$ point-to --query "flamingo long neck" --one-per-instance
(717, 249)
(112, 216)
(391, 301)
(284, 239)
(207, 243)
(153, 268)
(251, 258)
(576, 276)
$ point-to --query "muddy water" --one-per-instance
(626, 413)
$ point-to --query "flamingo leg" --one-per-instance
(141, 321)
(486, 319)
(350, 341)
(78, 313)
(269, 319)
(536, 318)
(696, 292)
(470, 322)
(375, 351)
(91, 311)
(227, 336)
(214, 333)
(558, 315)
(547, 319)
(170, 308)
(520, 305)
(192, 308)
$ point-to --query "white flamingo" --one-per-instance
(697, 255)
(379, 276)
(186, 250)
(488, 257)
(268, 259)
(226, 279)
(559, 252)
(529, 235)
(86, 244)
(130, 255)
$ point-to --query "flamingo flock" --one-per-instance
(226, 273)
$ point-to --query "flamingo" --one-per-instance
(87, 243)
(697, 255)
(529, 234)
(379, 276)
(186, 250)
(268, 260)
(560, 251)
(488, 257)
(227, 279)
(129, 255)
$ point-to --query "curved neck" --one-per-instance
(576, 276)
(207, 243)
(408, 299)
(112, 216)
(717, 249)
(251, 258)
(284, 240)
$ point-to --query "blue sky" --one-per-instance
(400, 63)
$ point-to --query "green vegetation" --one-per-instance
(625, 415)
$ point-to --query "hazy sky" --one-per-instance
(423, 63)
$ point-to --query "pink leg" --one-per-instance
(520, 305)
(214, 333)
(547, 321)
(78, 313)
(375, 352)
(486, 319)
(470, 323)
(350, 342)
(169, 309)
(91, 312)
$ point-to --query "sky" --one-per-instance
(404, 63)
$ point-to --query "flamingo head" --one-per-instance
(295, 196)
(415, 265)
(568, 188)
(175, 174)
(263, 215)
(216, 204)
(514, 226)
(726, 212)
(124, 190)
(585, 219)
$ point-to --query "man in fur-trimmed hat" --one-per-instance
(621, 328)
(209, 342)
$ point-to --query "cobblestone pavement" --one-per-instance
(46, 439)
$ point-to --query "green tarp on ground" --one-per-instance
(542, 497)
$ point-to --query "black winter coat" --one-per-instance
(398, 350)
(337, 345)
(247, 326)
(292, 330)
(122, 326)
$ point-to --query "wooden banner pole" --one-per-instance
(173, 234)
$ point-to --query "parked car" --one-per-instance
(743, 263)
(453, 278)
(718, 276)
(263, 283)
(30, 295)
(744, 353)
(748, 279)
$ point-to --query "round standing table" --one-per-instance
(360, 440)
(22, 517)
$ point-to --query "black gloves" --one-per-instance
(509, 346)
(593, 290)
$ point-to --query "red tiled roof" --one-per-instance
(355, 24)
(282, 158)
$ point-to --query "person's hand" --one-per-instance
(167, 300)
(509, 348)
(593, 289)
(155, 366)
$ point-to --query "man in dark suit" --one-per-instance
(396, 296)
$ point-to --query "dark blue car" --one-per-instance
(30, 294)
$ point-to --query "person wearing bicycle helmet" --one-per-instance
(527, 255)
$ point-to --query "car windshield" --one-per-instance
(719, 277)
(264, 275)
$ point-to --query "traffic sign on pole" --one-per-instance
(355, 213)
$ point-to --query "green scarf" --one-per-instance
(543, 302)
***
Reproduce the material precisely, including every line.

$ point-to --query "flamingo long neck" --one-per-instance
(717, 249)
(112, 216)
(391, 301)
(284, 239)
(207, 243)
(153, 268)
(251, 258)
(576, 276)
$ point-to --query "muddy water" --one-per-instance
(626, 413)
$ point-to --query "flamingo leg" --one-per-instance
(141, 321)
(486, 319)
(350, 341)
(78, 313)
(269, 319)
(536, 318)
(696, 292)
(470, 322)
(375, 351)
(91, 311)
(227, 336)
(214, 333)
(558, 315)
(547, 319)
(170, 308)
(520, 305)
(192, 308)
$ point-to --query "white flamingo" --one-per-instance
(697, 255)
(379, 276)
(186, 250)
(488, 257)
(268, 259)
(226, 279)
(559, 252)
(529, 235)
(86, 244)
(130, 255)
$ point-to --query "flamingo flock" --one-per-instance
(226, 273)
$ point-to --query "flamingo" --one-per-instance
(87, 243)
(697, 255)
(529, 234)
(379, 276)
(186, 250)
(268, 260)
(560, 251)
(488, 257)
(227, 279)
(129, 255)
$ point-to --query "curved neck" --one-per-instance
(576, 276)
(207, 243)
(408, 299)
(112, 216)
(717, 249)
(251, 258)
(284, 240)
$ point-to --query "blue sky" --one-per-instance
(400, 63)
$ point-to --query "green vegetation" --one-per-instance
(625, 415)
$ point-to --query "hazy sky" --one-per-instance
(423, 63)
$ point-to --query "pink leg" --one-per-instance
(520, 305)
(214, 333)
(547, 321)
(78, 313)
(375, 352)
(486, 319)
(470, 323)
(350, 342)
(169, 309)
(91, 312)
$ point-to --query "sky" --one-per-instance
(404, 63)
$ point-to --query "flamingo head" --one-per-instance
(295, 196)
(415, 265)
(568, 188)
(175, 174)
(263, 215)
(216, 204)
(514, 226)
(726, 212)
(124, 190)
(585, 219)
$ point-to --query "man in fur-trimmed hat" --one-per-instance
(621, 328)
(209, 342)
$ point-to --query "cobblestone pavement" --one-per-instance
(46, 439)
$ point-to --query "green tarp on ground" --one-per-instance
(542, 497)
$ point-to --query "black winter coat" --one-per-instance
(398, 350)
(337, 345)
(247, 326)
(292, 330)
(122, 326)
$ point-to --query "wooden banner pole" --one-per-instance
(173, 234)
$ point-to --query "parked car" --one-per-instance
(743, 263)
(453, 278)
(718, 276)
(263, 283)
(30, 295)
(744, 353)
(748, 279)
$ point-to --query "round standing table" --one-per-instance
(360, 440)
(22, 517)
$ point-to --query "black gloves" --one-per-instance
(509, 346)
(593, 290)
$ point-to --query "red tiled roof" --one-per-instance
(355, 24)
(282, 158)
$ point-to --query "person's hand" --one-per-instance
(167, 300)
(509, 348)
(593, 289)
(155, 366)
$ point-to --query "man in dark suit" --one-per-instance
(396, 296)
$ point-to --query "dark blue car" --one-per-instance
(30, 294)
$ point-to --query "person wearing bicycle helmet" --one-per-instance
(527, 255)
$ point-to --query "car windshield" --one-per-instance
(719, 277)
(264, 275)
$ point-to --query "traffic sign on pole" --one-per-instance
(355, 213)
$ point-to --query "green scarf" --one-per-instance
(543, 302)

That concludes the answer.